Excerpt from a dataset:
════════════════════

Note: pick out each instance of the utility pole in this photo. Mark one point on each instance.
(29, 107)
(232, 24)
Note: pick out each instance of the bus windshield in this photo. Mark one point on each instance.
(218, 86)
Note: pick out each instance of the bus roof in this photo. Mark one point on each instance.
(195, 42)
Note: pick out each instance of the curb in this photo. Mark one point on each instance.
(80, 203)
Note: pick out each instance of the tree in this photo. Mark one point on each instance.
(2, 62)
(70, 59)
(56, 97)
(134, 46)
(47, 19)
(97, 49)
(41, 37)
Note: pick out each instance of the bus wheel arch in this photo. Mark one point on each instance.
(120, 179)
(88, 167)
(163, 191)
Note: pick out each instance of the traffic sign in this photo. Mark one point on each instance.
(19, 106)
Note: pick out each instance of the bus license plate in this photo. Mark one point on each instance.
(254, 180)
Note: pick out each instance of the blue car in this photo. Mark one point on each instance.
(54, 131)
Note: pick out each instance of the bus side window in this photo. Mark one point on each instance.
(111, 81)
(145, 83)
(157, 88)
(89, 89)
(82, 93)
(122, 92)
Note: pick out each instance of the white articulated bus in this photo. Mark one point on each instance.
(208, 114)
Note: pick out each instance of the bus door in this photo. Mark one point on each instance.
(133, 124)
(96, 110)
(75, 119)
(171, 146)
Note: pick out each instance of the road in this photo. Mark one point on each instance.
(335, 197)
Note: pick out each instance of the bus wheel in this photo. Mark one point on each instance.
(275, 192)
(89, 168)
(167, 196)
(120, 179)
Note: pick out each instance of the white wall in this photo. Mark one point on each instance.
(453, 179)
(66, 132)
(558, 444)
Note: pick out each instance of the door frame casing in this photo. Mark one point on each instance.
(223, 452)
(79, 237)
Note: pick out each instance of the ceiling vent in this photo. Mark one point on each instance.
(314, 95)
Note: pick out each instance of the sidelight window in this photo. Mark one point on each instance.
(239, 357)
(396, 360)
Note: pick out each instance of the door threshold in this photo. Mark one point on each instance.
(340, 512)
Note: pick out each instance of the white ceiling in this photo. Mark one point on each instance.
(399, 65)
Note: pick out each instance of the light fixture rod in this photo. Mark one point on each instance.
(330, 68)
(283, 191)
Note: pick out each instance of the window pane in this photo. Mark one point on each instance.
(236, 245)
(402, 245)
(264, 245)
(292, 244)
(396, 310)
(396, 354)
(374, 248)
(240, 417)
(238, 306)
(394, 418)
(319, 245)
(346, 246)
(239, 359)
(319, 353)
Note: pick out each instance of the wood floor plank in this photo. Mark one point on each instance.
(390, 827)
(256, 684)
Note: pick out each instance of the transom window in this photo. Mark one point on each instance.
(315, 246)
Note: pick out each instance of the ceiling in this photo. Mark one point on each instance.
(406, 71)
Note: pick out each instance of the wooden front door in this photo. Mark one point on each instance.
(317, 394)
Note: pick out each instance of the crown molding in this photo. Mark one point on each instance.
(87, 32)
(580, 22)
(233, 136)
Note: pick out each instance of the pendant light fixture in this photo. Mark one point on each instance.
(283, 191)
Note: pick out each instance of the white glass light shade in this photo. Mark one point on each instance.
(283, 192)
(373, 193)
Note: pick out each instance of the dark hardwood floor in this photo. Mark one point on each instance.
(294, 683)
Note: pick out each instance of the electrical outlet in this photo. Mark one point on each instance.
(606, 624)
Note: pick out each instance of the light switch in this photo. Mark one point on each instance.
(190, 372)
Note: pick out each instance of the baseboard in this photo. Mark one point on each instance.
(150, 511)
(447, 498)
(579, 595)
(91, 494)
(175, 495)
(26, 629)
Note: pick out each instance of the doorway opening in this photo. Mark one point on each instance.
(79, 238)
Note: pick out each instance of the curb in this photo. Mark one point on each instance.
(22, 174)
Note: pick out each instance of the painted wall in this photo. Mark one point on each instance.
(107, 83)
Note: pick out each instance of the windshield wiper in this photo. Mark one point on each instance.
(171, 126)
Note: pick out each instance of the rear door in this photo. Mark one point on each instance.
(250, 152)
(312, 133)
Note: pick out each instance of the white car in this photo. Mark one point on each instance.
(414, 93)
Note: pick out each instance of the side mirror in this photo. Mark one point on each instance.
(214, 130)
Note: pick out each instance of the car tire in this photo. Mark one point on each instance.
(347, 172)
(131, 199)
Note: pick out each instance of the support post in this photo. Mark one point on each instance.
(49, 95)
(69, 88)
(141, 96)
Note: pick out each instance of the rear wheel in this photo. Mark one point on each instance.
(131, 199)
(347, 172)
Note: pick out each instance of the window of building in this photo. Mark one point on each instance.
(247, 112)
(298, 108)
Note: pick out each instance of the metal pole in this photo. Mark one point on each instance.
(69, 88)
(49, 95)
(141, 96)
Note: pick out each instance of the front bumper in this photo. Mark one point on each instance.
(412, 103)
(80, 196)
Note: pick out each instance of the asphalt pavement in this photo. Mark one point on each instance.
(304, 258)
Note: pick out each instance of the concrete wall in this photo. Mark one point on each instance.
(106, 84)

════════════════════

• STATED GOAL: Above are some records. Print them all exactly.

• WRITTEN SOLUTION:
Note: pick out each instance of the utility pole in this photo. Mark one point on each instance.
(29, 107)
(232, 24)
Note: pick out each instance of the bus windshield in this photo. Mark one point on each instance.
(218, 86)
Note: pick out each instance of the bus roof in this photo. Mark one point on each instance.
(195, 42)
Note: pick out each instance of the curb in this photo. Mark one point on each instance.
(80, 203)
Note: pick out each instance of the tree in this photo. Mark one point on each instance.
(2, 62)
(70, 59)
(56, 97)
(134, 46)
(47, 19)
(97, 49)
(41, 37)
Note: pick out each instance of the bus wheel arch in this photo. Mark one point on each instance.
(120, 179)
(88, 167)
(163, 191)
Note: pick out each instance of the traffic sign in this photo. Mark one point on each instance.
(19, 106)
Note: pick out each instance of the bus license plate in this photo. Mark one point on each instance.
(254, 180)
Note: pick out each instance of the blue car in this photo. Mark one point on each instance.
(54, 131)
Note: pick out each instance of the bus side window in this photo. Mark one point on each instance.
(111, 81)
(145, 83)
(157, 88)
(89, 89)
(82, 93)
(122, 92)
Note: pick out each instance of the white articulated bus in this photo. Mark one point on each instance.
(208, 114)
Note: pick out each instance of the bus door in this photo. Mark one point on each instance.
(133, 124)
(96, 110)
(75, 119)
(171, 146)
Note: pick out each instance of the road in this photo. Mark one point on each instance.
(335, 197)
Note: pick out each instance of the bus wheel in this photo. Mark one point on each instance.
(275, 192)
(89, 168)
(167, 196)
(120, 179)
Note: pick out each instance of the white wall in this photo. Mark one point on each instance.
(453, 179)
(66, 132)
(558, 444)
Note: pick out each instance of the door frame casing in this photo. Mark one point on each instance.
(223, 452)
(79, 237)
Note: pick out each instance of the ceiling vent in this photo. Mark one point on each instance.
(314, 95)
Note: pick out each instance of the sidelight window in this photo. Mark one point on each instance.
(239, 357)
(396, 360)
Note: pick out each instance of the door threshold in this photo. Mark one point on each instance.
(340, 512)
Note: pick out each instance of the white ceiling in this photo. Mark one point on each instance.
(399, 65)
Note: pick out each instance of the light fixture rod in this photo. Mark one point on each instance.
(330, 68)
(283, 191)
Note: pick out each instance of the window pane in this photo. Mark one point on each instance.
(236, 245)
(402, 245)
(264, 245)
(292, 244)
(396, 310)
(396, 354)
(374, 248)
(240, 417)
(238, 306)
(394, 418)
(319, 245)
(346, 246)
(239, 359)
(319, 353)
Note: pick out each instance of the wood floor plank in this photo. Mark one point on each instance.
(390, 827)
(256, 684)
Note: pick out each instance of the transom window in this photo. Mark one point on each instance.
(315, 246)
Note: pick out each instance of the ceiling in this photo. Mark one point on each instance.
(406, 71)
Note: pick out each instance of the wooden front door in this photo. Mark one point on each instance.
(317, 394)
Note: pick out each instance of the crown molding in this photo. Mark one point on each instance.
(87, 32)
(580, 22)
(233, 136)
Note: pick out each instance of the pendant light fixture in this photo. Mark one point on each instance.
(283, 191)
Note: pick out each instance of the white glass light shade in this photo. Mark one point on each instance.
(283, 192)
(373, 193)
Note: pick out each instance of the dark hardwood floor in this photo. Mark one point on each instance.
(294, 683)
Note: pick out each instance of the electrical outlet in this photo. Mark one point on each instance.
(606, 624)
Note: pick out each instance of the light switch in this photo. Mark one point on each instance.
(190, 372)
Note: pick out each instance of the baseboard in this photo. Mark one point on each instance.
(150, 511)
(447, 498)
(579, 595)
(91, 494)
(175, 495)
(26, 629)
Note: pick out each instance of the doorway opening in this photo. Mark one point on each instance.
(79, 238)
Note: pick out each instance of the curb in this photo. Mark one point on each instance.
(22, 174)
Note: pick out each instance of the painted wall in this photo. Mark one point on each instance.
(107, 83)
Note: pick out each instance of the windshield wiper in this photo. Mark one point on each instance.
(171, 126)
Note: pick out each instance of the rear door in this photo. Mark one point on each instance.
(250, 152)
(312, 133)
Note: pick out each instance of the white car in this photo. Mark one point on each instance.
(414, 93)
Note: pick out each instance of the side mirror in this photo. Mark one point on each instance.
(214, 130)
Note: pick out each instance of the car tire in this photo. Mark one point on each instance.
(347, 172)
(131, 199)
Note: pick out each instance of the support post in this photo. Mark one point on each instance.
(49, 95)
(69, 88)
(141, 96)
Note: pick out each instance of the rear wheel in this photo. Mark one point on each instance.
(131, 199)
(347, 172)
Note: pick out each instance of the window of building in this photo. Mark one point on each instance.
(247, 112)
(298, 108)
Note: pick out each instance of the metal pole in this photo. Mark one point on each instance.
(69, 88)
(49, 95)
(141, 96)
Note: pick out each instance of the front bumper in this photo. Mark one point on each instance.
(412, 103)
(80, 196)
Note: pick out each instance of the asphalt pavement in this photo. Mark one point on each instance.
(304, 258)
Note: pick out each instance of the concrete wall in this photo. Mark one point on each instance.
(106, 84)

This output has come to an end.